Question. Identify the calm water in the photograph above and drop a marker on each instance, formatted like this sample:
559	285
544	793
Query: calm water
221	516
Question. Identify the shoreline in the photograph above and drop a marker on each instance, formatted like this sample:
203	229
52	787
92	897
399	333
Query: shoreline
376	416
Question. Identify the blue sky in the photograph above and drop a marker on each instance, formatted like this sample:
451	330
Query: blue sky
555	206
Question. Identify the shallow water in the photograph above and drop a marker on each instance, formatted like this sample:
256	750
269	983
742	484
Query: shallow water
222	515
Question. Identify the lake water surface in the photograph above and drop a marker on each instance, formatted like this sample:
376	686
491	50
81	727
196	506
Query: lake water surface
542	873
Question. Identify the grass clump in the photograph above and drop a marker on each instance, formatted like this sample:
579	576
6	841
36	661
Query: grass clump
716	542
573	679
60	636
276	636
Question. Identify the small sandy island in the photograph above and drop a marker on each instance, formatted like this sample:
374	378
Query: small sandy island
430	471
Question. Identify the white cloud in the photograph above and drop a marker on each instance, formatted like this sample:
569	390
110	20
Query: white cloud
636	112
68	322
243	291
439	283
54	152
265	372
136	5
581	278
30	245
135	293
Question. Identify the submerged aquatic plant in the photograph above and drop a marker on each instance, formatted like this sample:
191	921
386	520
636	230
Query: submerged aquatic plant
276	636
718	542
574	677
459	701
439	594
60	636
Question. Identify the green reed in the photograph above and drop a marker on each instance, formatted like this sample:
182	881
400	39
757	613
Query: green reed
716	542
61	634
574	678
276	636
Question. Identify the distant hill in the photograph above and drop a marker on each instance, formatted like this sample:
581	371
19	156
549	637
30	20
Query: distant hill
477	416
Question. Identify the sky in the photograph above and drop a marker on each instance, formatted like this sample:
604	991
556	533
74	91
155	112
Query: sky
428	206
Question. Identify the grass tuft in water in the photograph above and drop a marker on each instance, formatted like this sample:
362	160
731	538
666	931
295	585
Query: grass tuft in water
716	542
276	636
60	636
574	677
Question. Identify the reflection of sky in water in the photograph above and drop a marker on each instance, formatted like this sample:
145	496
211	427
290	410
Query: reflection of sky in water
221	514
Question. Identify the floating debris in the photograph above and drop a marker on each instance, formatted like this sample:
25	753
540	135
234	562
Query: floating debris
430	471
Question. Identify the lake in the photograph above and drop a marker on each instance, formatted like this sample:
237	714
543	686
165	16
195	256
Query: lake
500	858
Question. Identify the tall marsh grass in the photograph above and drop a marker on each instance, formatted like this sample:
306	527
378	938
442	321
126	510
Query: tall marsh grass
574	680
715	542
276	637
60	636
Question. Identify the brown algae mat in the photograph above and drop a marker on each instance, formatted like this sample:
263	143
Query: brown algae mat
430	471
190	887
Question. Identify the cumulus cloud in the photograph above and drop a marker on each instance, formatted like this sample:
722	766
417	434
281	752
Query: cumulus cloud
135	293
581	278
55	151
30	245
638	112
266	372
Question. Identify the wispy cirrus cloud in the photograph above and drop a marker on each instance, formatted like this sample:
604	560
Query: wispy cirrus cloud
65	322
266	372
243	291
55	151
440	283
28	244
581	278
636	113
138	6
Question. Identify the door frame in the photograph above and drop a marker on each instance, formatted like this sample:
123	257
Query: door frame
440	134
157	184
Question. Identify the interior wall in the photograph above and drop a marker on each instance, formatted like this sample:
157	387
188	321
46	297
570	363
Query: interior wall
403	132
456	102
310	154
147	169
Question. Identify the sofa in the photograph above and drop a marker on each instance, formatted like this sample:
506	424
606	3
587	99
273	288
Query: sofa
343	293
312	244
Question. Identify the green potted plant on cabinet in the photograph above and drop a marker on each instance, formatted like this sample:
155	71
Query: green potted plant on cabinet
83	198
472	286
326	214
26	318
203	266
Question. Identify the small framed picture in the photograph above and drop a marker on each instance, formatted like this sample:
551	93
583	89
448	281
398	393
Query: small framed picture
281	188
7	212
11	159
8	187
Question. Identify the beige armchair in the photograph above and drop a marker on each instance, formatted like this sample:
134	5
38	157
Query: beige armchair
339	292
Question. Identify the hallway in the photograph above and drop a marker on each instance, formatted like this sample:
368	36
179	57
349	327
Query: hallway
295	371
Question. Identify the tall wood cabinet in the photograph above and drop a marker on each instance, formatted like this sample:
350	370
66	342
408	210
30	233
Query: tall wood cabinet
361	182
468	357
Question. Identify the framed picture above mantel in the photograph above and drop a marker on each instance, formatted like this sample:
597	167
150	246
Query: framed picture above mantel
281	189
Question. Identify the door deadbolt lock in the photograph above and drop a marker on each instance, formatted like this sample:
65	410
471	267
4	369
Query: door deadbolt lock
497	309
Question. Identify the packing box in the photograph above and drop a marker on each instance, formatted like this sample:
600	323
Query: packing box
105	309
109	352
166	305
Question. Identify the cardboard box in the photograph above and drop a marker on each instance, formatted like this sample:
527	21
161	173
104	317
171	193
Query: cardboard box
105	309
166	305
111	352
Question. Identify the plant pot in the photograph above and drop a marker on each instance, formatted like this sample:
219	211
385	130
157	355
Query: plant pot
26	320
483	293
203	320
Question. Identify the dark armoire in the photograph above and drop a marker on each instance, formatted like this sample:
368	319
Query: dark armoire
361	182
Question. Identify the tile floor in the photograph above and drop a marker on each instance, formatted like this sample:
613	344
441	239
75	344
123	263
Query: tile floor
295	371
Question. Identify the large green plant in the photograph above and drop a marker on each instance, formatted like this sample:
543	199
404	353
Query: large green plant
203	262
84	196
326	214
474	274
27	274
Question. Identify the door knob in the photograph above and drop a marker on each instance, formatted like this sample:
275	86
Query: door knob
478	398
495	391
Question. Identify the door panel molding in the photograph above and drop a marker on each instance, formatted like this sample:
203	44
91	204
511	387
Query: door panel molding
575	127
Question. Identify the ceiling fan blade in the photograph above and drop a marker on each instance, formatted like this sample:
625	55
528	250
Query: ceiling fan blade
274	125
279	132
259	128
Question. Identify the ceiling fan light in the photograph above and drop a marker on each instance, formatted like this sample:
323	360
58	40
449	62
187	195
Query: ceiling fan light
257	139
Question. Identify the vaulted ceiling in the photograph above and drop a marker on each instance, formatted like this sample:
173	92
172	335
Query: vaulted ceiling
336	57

▶ [TASK STATEMENT]: Exactly as they stand above, repeat all the records.

▶ [TASK RESPONSE]:
Question. Identify the calm water in the photograph above and drop a marker on each instance, formatted like this sample:
559	285
544	793
Query: calm water
221	516
Question. Identify the shoreline in the photograph above and drop a marker on each instance, formatted like this sample:
203	229
52	787
92	897
399	333
Query: shoreline
376	416
Question. Identify the blue sky in the photograph above and drop a marker on each instance, formatted like this sample:
451	330
Query: blue sky
555	206
Question. Identify the shallow water in the photograph above and drop a marker on each instance, formatted like this sample:
256	750
269	983
742	484
Query: shallow water
222	515
Question. Identify the lake water surface in the photograph above and drop a marker on each instance, formatted like this sample:
376	686
491	50
81	727
196	506
Query: lake water surface
542	873
Question. Identify the grass clump in the photograph above and drop a marker on each instance, formatted like this sample:
579	576
6	841
36	661
Query: grass clump
716	542
573	679
60	636
276	636
Question. Identify the small sandy island in the photograph above and drop a marker on each instance, formatted like this sample:
374	378
Query: small sandy island
430	471
Question. Identify the white cloud in the photograph above and drop a marker on each instance, formatted like this sample:
569	390
110	20
Query: white cloud
636	112
68	322
243	291
439	283
54	152
265	372
136	5
581	278
30	245
135	293
Question. Identify the submerged aquatic plant in the photograph above and drop a marker on each instance, formatted like this sample:
191	921
386	520
636	230
Query: submerged aquatic plant
276	636
718	542
574	677
459	701
439	594
60	636
Question. Identify the green reed in the photograph above and drop a marker on each instance, formatted like this sample:
182	881
400	39
757	613
Query: green reed
716	542
61	634
574	678
276	636
Question. Identify the distant hill in the photograph above and drop a marker on each instance, formatted like this sample:
581	371
19	156
549	637
30	20
Query: distant hill
477	416
Question. Identify the sky in the photograph above and drop a marker on each instance, formatted like this sample:
604	991
556	533
74	91
155	112
Query: sky
428	206
Question. Identify the grass tuft in water in the photograph above and drop a marker on each instance, formatted like this sample:
362	160
731	538
666	931
295	585
Query: grass tuft in water
716	542
276	636
60	636
574	677
Question. Identify the reflection of sky in water in the photograph above and drop a marker on each instance, formatted like this sample:
145	496
211	427
290	410
Query: reflection of sky in water
221	514
Question. Identify the floating debris in the photograph above and drop a marker on each instance, formatted like this sample:
25	753
540	135
234	562
Query: floating debris
430	471
Question. Identify the lake in the photograph above and drop a marker on each instance, formatted like this sample:
237	714
543	686
165	16
195	256
Query: lake
500	858
Question. Identify the tall marsh grass in the photograph above and drop a marker on each instance, formatted like this sample:
306	527
378	938
442	321
126	510
Query: tall marsh grass
574	680
715	542
276	637
60	636
Question. Identify the brown algae mat in the photograph above and drop a marker on each instance, formatted like this sample:
263	143
Query: brown algae mat
430	471
190	887
Question. Identify the cumulus cloud in the photograph above and drop a marker on each instance, formatted like this sample:
722	766
417	434
281	752
Query: cumulus cloud
135	293
581	278
55	151
30	245
638	112
266	372
Question. Identify the wispy cirrus cloud in the photograph above and drop a marker on each instance, formatted like this sample:
604	560
Query: wispy cirrus cloud
65	322
266	372
243	291
55	151
440	283
28	244
581	278
636	113
138	6
Question. Identify the door frame in the photograph above and drop a marker on each instance, formatted like this sample:
123	257
Query: door frame
440	134
157	184
Question. Identify the interior wall in the photograph above and drop a marker on each instance, formatted like this sample:
157	387
188	321
46	297
570	363
Query: interior wall
403	132
456	102
310	154
147	169
Question. Identify the sofa in the photograph above and drop a marker on each instance, formatted like this sample:
506	424
606	3
587	99
273	288
Query: sofa
343	293
312	244
Question. Identify the green potted plant on cabinet in the photograph above and drop a marker on each instance, formatted like this sample:
155	71
Query: green potted plant on cabinet
83	198
472	286
326	214
26	318
203	266
Question. Identify the small framed picture in the photograph above and drop a marker on each instance, formatted like this sample:
551	93
583	89
448	281
398	393
Query: small framed picture
281	188
7	212
11	159
8	187
Question. Identify the beige armchair in the photograph above and drop a marker on each instance, formatted like this sample:
134	5
38	157
Query: beige armchair
339	292
Question. Identify the hallway in the photograph above and drop a marker on each instance, formatted like this sample:
368	36
179	57
349	327
Query: hallway
295	371
Question. Identify the tall wood cabinet in the photograph above and drop a marker on each instance, formatted like this sample:
350	370
66	342
408	210
30	233
Query: tall wood cabinet
361	182
468	357
Question. Identify the framed picture above mantel in the photograph above and drop a marker on each instance, formatted like this sample:
597	167
150	246
Query: framed picture above mantel
281	189
Question. Identify the door deadbolt lock in the photograph above and drop a marker on each instance, formatted like this sample:
65	410
471	267
4	369
Query: door deadbolt lock
497	309
Question. Identify the packing box in the photograph above and drop a marker on each instance, formatted like this sample:
600	323
Query: packing box
105	309
109	352
166	305
Question. Identify the cardboard box in the photograph above and drop a marker on each instance, formatted like this sample:
527	21
161	173
104	317
171	193
Query: cardboard box
105	309
166	305
111	352
Question. Identify the plant pot in the photograph above and drop a marker on each instance, formatted like this sample:
219	211
385	130
157	355
Query: plant pot
26	320
483	293
203	320
Question. Identify the dark armoire in the photograph above and drop a marker on each instance, formatted like this sample:
368	319
Query: dark armoire
361	182
Question. Identify the tile floor in the photograph above and drop a marker on each instance, formatted like this sample:
613	344
441	239
75	344
123	263
Query: tile floor
295	371
Question. Identify the large green plant in the photograph above and drop a marker on each instance, formatted like this sample:
543	199
404	353
Query: large green plant
203	262
84	196
326	214
474	274
27	274
Question. Identify the door knob in the photograph above and drop a marker on each instance, formatted like this sample:
275	86
Query: door knob
478	398
495	391
Question. Identify the door panel molding in the photograph above and drop a marker on each instance, formatted like this sample:
203	44
91	204
511	387
Query: door panel molding
575	127
Question. Identify the ceiling fan blade in the photograph above and drop a marker on each instance, formatted like this sample:
625	55
528	250
Query: ceiling fan blade
274	125
279	132
259	128
Question. Identify the ceiling fan light in the photograph above and drop a marker on each instance, formatted like this sample:
323	360
58	40
449	62
187	195
Query: ceiling fan light
257	139
Question. Identify the vaulted ceiling in the photograph above and drop a marker on each instance, formatted like this sample:
173	92
172	335
Query: vaulted ceiling
336	57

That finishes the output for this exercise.